* _Activity_: Every line below that contains the word "plowed" must be copied.

Provided data Start Marker

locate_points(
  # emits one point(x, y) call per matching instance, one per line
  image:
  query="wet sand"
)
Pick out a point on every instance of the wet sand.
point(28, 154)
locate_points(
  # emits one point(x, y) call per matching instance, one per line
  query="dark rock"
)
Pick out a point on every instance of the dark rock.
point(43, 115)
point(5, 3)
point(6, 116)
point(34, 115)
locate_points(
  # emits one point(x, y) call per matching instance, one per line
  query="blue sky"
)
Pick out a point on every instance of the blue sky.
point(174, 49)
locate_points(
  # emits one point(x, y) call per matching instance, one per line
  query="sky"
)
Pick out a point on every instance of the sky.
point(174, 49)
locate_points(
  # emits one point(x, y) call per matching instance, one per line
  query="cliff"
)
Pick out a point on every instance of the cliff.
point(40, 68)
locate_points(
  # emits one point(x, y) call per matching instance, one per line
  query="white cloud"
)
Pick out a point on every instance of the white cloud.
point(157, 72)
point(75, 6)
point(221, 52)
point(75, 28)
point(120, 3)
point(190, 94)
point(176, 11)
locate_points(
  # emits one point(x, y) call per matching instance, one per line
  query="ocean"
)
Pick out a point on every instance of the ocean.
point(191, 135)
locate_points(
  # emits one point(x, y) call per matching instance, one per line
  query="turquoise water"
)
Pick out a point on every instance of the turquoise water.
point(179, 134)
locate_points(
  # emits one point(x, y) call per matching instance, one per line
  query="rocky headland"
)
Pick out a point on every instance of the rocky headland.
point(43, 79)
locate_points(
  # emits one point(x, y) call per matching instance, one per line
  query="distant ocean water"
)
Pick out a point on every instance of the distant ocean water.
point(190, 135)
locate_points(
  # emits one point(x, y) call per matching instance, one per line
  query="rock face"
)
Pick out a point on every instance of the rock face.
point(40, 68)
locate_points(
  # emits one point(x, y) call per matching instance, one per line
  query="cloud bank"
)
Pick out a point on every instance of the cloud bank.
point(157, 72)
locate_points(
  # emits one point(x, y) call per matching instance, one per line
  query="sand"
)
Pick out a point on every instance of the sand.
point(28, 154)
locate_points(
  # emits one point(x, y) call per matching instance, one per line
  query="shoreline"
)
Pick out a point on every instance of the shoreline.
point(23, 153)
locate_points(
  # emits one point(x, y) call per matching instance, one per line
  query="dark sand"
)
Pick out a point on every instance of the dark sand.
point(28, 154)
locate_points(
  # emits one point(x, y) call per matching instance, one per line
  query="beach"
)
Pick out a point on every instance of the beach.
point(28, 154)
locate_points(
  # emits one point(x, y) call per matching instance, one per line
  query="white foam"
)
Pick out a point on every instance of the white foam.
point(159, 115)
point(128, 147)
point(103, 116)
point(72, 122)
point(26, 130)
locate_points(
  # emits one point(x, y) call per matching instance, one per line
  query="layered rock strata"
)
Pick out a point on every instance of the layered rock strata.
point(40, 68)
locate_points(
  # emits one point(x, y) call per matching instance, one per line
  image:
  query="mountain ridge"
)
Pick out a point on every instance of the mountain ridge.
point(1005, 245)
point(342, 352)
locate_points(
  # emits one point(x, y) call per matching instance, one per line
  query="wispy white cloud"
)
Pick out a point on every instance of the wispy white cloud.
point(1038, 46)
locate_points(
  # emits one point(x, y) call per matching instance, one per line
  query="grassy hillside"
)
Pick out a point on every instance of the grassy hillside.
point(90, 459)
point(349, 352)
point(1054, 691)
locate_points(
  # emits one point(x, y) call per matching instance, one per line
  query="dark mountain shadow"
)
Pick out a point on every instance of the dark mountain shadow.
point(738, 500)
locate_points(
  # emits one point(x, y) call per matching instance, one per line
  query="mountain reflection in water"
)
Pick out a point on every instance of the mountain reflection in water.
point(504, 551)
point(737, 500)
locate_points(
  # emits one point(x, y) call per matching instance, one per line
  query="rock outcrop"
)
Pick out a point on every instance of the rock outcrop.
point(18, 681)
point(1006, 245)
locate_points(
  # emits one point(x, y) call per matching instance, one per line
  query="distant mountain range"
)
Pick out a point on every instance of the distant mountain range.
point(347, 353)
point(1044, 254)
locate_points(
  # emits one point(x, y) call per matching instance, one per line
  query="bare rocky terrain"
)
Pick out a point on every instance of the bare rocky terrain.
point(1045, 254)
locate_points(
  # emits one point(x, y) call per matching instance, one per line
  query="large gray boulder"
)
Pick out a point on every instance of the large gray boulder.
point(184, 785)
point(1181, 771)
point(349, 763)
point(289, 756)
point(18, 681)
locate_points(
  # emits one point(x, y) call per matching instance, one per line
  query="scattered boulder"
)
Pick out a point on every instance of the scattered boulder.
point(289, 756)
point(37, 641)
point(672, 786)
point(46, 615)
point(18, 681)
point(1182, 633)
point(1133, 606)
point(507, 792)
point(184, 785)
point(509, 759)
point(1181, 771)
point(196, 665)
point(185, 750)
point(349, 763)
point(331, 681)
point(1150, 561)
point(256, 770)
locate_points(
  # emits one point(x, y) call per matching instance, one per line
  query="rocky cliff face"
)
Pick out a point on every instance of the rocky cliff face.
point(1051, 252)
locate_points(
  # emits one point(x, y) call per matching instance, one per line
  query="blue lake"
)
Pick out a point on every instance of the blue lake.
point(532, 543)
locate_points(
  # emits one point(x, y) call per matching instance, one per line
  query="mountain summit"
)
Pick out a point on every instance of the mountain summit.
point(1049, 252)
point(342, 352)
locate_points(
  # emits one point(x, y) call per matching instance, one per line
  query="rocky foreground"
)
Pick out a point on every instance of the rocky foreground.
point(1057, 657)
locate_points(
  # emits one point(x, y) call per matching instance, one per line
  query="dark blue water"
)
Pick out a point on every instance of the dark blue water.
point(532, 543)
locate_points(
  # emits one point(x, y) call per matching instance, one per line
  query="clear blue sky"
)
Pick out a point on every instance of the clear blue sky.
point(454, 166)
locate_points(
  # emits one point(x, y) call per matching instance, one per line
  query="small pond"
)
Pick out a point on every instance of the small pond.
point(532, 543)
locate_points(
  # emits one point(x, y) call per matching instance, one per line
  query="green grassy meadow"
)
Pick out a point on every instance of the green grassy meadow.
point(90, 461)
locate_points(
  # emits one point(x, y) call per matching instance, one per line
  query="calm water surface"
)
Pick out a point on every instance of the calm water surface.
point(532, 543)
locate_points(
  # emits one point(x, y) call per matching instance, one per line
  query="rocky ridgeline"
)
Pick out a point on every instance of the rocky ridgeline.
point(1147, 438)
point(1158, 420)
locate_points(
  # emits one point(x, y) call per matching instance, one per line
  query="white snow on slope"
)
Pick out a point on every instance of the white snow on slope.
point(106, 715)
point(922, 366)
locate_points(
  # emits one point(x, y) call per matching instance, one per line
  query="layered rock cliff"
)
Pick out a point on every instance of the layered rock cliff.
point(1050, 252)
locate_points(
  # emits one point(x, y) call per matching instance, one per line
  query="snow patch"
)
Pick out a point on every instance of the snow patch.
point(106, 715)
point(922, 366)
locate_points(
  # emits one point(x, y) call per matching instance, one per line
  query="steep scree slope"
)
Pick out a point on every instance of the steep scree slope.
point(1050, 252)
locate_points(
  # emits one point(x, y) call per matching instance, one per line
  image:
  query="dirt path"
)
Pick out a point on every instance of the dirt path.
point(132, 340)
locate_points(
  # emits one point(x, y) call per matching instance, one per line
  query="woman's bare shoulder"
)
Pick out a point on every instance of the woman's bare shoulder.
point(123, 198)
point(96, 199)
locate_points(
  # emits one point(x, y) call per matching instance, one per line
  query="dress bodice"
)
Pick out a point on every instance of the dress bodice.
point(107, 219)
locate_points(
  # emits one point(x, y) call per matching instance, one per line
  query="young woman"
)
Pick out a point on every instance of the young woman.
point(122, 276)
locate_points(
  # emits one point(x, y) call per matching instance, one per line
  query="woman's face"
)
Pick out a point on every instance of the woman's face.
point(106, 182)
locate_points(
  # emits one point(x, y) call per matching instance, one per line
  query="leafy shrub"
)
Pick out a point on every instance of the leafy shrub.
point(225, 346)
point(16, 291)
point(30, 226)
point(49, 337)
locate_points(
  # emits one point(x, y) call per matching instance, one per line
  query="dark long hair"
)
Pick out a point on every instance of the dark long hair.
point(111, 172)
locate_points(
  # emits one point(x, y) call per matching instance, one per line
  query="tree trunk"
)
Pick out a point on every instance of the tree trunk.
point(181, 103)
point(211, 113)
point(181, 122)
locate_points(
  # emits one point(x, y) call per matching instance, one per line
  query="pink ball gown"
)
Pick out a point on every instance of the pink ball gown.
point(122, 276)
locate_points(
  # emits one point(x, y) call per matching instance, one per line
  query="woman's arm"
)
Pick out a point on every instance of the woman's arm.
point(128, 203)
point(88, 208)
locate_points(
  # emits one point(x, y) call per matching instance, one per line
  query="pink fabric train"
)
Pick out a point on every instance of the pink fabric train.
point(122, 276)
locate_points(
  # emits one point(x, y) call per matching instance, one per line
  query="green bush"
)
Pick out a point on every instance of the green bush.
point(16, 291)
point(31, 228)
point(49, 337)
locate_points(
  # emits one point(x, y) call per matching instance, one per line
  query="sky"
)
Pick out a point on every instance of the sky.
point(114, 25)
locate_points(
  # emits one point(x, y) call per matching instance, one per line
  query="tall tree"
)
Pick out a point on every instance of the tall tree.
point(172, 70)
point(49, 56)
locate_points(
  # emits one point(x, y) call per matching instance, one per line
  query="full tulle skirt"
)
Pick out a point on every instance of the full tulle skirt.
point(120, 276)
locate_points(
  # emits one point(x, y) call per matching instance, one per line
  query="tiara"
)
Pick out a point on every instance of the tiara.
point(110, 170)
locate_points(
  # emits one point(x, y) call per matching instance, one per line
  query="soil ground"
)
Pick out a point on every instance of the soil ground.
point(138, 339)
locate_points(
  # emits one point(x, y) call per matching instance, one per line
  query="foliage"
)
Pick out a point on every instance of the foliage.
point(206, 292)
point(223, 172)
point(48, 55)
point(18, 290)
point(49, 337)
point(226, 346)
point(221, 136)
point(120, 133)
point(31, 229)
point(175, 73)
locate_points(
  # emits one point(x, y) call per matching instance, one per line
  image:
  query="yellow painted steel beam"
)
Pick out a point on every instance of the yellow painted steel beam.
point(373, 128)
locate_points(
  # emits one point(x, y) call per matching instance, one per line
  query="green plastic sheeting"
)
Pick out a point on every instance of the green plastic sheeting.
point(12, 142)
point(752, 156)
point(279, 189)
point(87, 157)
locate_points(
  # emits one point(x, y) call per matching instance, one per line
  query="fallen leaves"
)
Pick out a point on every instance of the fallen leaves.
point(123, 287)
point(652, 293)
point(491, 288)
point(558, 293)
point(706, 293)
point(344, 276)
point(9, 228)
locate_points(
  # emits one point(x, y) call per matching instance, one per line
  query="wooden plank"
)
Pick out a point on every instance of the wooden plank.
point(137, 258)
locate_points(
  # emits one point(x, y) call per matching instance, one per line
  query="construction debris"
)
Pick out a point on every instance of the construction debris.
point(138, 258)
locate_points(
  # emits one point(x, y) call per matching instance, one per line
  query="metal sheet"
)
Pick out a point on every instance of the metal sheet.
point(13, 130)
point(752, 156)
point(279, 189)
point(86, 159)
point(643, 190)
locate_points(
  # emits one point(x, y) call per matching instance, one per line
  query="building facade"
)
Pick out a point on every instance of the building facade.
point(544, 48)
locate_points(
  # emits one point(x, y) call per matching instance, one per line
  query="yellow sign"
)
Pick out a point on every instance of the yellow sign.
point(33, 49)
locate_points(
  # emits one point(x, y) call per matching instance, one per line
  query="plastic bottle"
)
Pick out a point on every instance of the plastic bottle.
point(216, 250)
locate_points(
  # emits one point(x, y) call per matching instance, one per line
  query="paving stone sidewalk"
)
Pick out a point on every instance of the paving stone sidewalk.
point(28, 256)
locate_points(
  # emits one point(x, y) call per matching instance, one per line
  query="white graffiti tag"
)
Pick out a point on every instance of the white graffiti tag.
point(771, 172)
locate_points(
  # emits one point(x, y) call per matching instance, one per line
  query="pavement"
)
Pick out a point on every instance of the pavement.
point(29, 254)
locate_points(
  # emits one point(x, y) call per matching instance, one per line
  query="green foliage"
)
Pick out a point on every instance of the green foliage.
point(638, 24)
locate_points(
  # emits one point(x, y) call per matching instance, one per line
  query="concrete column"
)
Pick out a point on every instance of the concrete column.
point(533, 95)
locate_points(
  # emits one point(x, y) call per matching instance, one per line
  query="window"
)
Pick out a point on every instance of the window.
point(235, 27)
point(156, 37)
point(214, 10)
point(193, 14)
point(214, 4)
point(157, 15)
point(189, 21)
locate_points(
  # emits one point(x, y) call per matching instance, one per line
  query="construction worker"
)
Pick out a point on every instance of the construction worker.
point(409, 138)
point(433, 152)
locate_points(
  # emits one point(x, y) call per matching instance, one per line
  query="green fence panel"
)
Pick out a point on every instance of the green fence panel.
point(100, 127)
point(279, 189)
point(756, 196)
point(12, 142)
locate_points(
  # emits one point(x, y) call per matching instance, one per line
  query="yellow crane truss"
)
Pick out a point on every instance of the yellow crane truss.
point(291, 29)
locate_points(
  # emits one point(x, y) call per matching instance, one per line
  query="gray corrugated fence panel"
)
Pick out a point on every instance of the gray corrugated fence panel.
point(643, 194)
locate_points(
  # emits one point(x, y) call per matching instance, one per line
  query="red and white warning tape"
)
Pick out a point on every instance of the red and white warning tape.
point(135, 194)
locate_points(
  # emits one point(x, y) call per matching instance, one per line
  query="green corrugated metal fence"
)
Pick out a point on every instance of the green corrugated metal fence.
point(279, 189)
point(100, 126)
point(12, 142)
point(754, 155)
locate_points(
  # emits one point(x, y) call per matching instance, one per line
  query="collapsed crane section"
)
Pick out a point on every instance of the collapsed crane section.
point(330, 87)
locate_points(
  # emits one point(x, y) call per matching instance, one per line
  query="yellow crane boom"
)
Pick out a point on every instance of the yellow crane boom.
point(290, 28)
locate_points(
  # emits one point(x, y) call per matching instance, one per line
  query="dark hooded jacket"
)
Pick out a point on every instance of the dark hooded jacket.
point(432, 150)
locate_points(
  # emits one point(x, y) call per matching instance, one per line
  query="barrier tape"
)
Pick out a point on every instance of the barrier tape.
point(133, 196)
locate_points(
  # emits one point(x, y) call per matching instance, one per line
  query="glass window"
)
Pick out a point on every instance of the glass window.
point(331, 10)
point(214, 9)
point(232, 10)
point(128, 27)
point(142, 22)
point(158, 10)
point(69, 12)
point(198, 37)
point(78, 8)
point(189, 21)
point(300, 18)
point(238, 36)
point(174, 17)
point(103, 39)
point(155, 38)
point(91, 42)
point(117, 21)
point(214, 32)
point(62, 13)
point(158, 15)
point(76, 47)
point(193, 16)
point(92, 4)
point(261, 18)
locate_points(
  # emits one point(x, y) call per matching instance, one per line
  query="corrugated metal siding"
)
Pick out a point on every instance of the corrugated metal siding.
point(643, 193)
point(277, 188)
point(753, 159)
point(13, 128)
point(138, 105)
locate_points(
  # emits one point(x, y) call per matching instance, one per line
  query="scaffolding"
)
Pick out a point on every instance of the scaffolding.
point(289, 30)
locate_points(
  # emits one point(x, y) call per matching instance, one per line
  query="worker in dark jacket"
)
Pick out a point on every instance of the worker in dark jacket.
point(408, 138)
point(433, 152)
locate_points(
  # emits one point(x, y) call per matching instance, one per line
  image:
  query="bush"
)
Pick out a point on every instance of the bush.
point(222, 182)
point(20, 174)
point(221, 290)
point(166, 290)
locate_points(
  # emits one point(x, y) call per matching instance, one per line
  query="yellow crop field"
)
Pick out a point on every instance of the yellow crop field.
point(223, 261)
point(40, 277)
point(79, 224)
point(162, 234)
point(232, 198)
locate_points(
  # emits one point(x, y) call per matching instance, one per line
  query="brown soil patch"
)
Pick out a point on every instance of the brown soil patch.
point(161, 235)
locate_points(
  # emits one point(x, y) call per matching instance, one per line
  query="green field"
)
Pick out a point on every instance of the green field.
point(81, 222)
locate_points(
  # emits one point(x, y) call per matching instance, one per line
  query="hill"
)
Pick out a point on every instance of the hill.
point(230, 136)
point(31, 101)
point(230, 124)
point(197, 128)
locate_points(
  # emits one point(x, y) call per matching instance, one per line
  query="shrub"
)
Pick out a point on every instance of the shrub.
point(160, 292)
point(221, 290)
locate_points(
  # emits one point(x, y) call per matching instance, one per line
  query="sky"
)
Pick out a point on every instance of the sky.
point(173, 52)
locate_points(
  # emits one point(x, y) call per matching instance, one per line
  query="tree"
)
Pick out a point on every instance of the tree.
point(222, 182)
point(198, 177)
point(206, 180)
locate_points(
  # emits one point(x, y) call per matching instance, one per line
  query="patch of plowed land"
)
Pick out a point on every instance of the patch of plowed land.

Provided data End Marker

* _Solution to the problem_:
  query="patch of plowed land"
Pick out a point on every instance of the patch of plowed land.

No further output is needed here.